# [PROBLEMS TO SOLVE]
1) Copy out everything in the source text from "Copernicus Atmosphere Monitoring Service data" down to "the European Commission.", word for word.
2) Extend the news captions on Australian wildfire pollution and newly described songbirds, picking up after their final sentence.

+++ SOURCE TEXT +++

Copernicus Atmosphere Monitoring Service data shows carbon monoxide in the lower troposphere from the Australian wild fires

Credit: ECMWF Copernicus Atmosphere Monitoring Service (CAMS)

Pollution patterns. This swirling heat map shows levels of carbon monoxide in the troposphere released by wildfires in Australia between 15 December and 2 January. The country is experiencing a record fire season, and out-of-control blazes — particularly in the eastern states of Queensland, New South Wales and Victoria — have killed dozens of people, destroyed thousands of homes and caused widespread environmental devastation. The measurements were made by the Copernicus Atmosphere Monitoring Service, part of the Earth observation programme run by the European Commission.

Togian Jungle-flycatcher, a small blue and yellow songbird in a tree

Credit: James Eaton/Birdtour Asia

Fantails and flycatchers. Scientists described five new species of songbird, along with five new subspecies, in January. They were found on the Indonesian Islands of Taliabu, Peleng and Batudaka during a six-week expedition off the coast of Sulawesi. The research team, led by Frank Rheindt at National University of Singapore, searched for new species on these islands because of their geographical isolation. The scientists also studied notes from previous explorers, including the naturalist Alfred Russel Wallace. The species they described are the Peleng fantail, the Peleng leaf warbler, the Taliabu grasshopper warbler, the Taliabu myzomela and the Taliabu leaf warbler. The subspecies are the Togian jungle flycatcher (pictured), the Banggai mountain leaftoiler, the Taliabu snowy-browed flycatcher, the Taliabu island thrush and the Sula mountain leaftoiler.

+++ SOURCE DATA +++

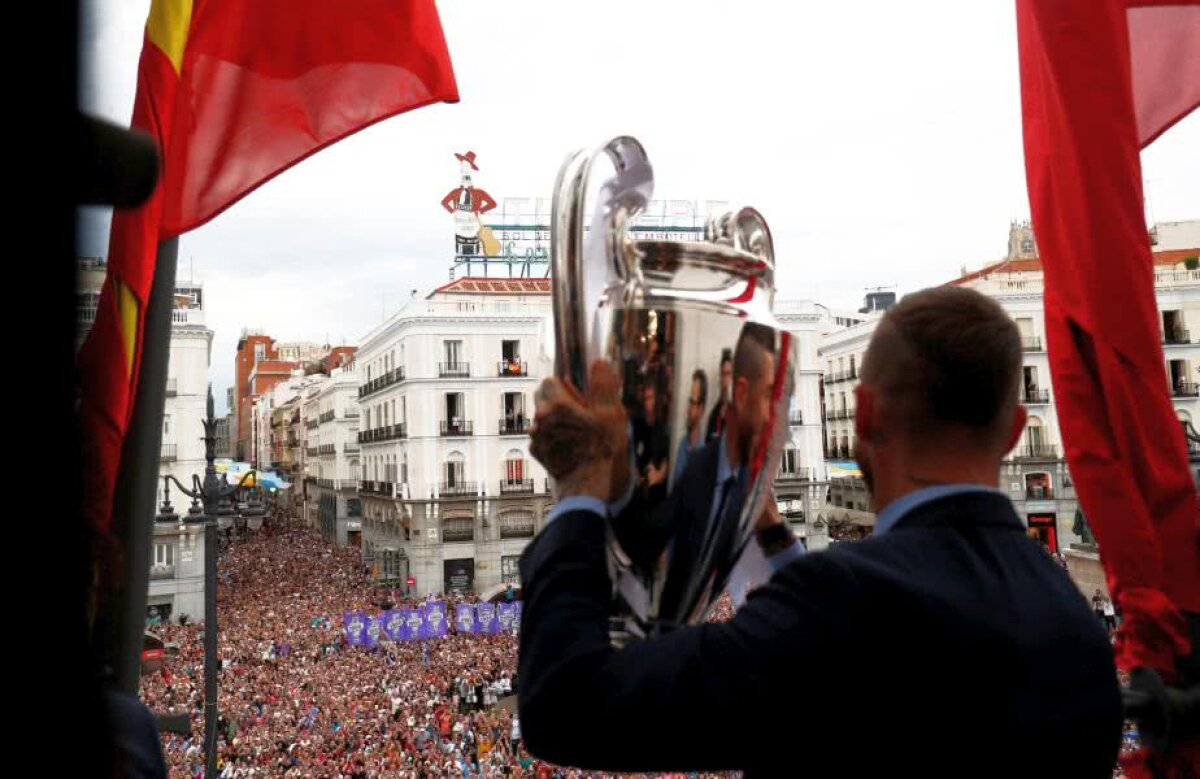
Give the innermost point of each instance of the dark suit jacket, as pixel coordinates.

+++

# [RESULTS FOR THE EXERCISE]
1)
Copernicus Atmosphere Monitoring Service data shows carbon monoxide in the lower troposphere from the Australian wild fires

Credit: ECMWF Copernicus Atmosphere Monitoring Service (CAMS)

Pollution patterns. This swirling heat map shows levels of carbon monoxide in the troposphere released by wildfires in Australia between 15 December and 2 January. The country is experiencing a record fire season, and out-of-control blazes — particularly in the eastern states of Queensland, New South Wales and Victoria — have killed dozens of people, destroyed thousands of homes and caused widespread environmental devastation. The measurements were made by the Copernicus Atmosphere Monitoring Service, part of the Earth observation programme run by the European Commission.

2)
New multiwavelength image of the Crab Nebula.

Credit: NASA, ESA and J. DePasquale (STScI) and R. Hurt (Caltech/IPAC)

Stellar remains. This image of the crab nebula — the remnants of an exploded star around 6,500 light years away from Earth — was taken by combining several wavelengths of light: visible light from the Hubble Space Telescope (shown in yellow), X-rays from the Chandra X-ray Observatory (blue) and infrared detected by the Spitzer Space Telescope. NASA retired the Spitzer telescope on 30 January and switched it to ‘safe mode’, ceasing scientific operations and ending its 16-year mission.